= ЗАДАНИЕ =
Перепишите дословно со страницы книги «Дайте ей взлететь» всё, начиная со слов «В этом предисловии» и до слов «для меня кумиром.» включительно.

= СТРАНИЦА =
----------------------------------------
Электронная библиотека » Зиауддин Юсуфзай » » онлайн чтение - страница 1


  • Текст добавлен: 4 апреля 2019, 08:40


Автор книги: Зиауддин Юсуфзай


Жанр: Биографии и Мемуары, Публицистика


Возрастные ограничения: +16

сообщить о неприемлемом содержимом

Текущая страница: 1 (всего у книги 11 страниц) [доступный отрывок для чтения: 3 страниц]

Шрифт:
- 100% +

Зиауддин Юсуфзай
Дайте ей взлететь. История счастливого отца

Copyright © Ziauddin Yousafzai 2018

© Foreword copyright © Malala Yousafzai 2018

© И. Голыбина, пер. на русский язык, 2019

© Издание на русском языке. ООО «Издательство «Эксмо», 2019

* * *

Посвящается доктору Мухаммаду Джунейду и доктору Мумтазу Али, сделавшим Малале операцию после покушения на нее в Пакистане. С Божьей помощью они спасли Малале жизнь.



Предисловие
Малала Юсуфзай

В этом предисловии я хочу поблагодарить моего отца. Сколько я его знаю, он всегда олицетворял для меня любовь, сострадание и самоотречение. Он учил меня любви: не просто словами, а собственными поступками, исполненными доброты. Я никогда не видела, чтобы он проявил к кому-нибудь неуважение или поступил несправедливо. Для него все равны: мусульмане и христиане, черные и белые, богатые и бедные, мужчины и женщины. Как директор школы, общественный деятель и правозащитник он всегда заботился о людях и поддерживал их. Его все любили. Он стал для меня кумиром.

Мы жили небогато с финансовой точки зрения, зато были богаты этически и морально. Аба считал, что богатство не равно счастью и не гарантирует его. Мы никогда не чувствовали себя бедными, хотя я хорошо помню, что временами у нас не хватало денег на еду. Если моему отцу удавалось получить небольшую прибыль от школы, он мог потратить ее в один день на нужды семьи, например, купить фруктов, а остаток отдать маме, которая занималась у нас покупкой одежды, хозяйственных товаров, мебели и тому подобного. Отец терпеть не мог ходить по магазинам – настолько, что начинал ругаться с мамой, если этот процесс затягивался. Мама отвечала ему: «Ты еще поблагодаришь меня, когда станешь носить этот костюм». Ему нравилось видеть моих братьев, маму и меня счастливыми и здоровыми. Благодаря ему у нас было то, что важнее всего в жизни: образование, уважение и безусловная любовь – достаточно, чтобы чувствовать себя богатыми и довольными.
----------------------------------------
= СОБРАННЫЙ МАТЕРИАЛ =
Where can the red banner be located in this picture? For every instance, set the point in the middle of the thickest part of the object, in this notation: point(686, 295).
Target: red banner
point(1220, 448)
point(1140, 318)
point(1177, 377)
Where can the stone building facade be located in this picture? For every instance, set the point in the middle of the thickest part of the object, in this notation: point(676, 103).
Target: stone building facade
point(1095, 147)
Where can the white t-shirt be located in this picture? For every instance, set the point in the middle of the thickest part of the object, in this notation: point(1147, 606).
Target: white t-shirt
----------------------------------------
= ОТВЕТ =
В этом предисловии я хочу поблагодарить моего отца. Сколько я его знаю, он всегда олицетворял для меня любовь, сострадание и самоотречение. Он учил меня любви: не просто словами, а собственными поступками, исполненными доброты. Я никогда не видела, чтобы он проявил к кому-нибудь неуважение или поступил несправедливо. Для него все равны: мусульмане и христиане, черные и белые, богатые и бедные, мужчины и женщины. Как директор школы, общественный деятель и правозащитник он всегда заботился о людях и поддерживал их. Его все любили. Он стал для меня кумиром.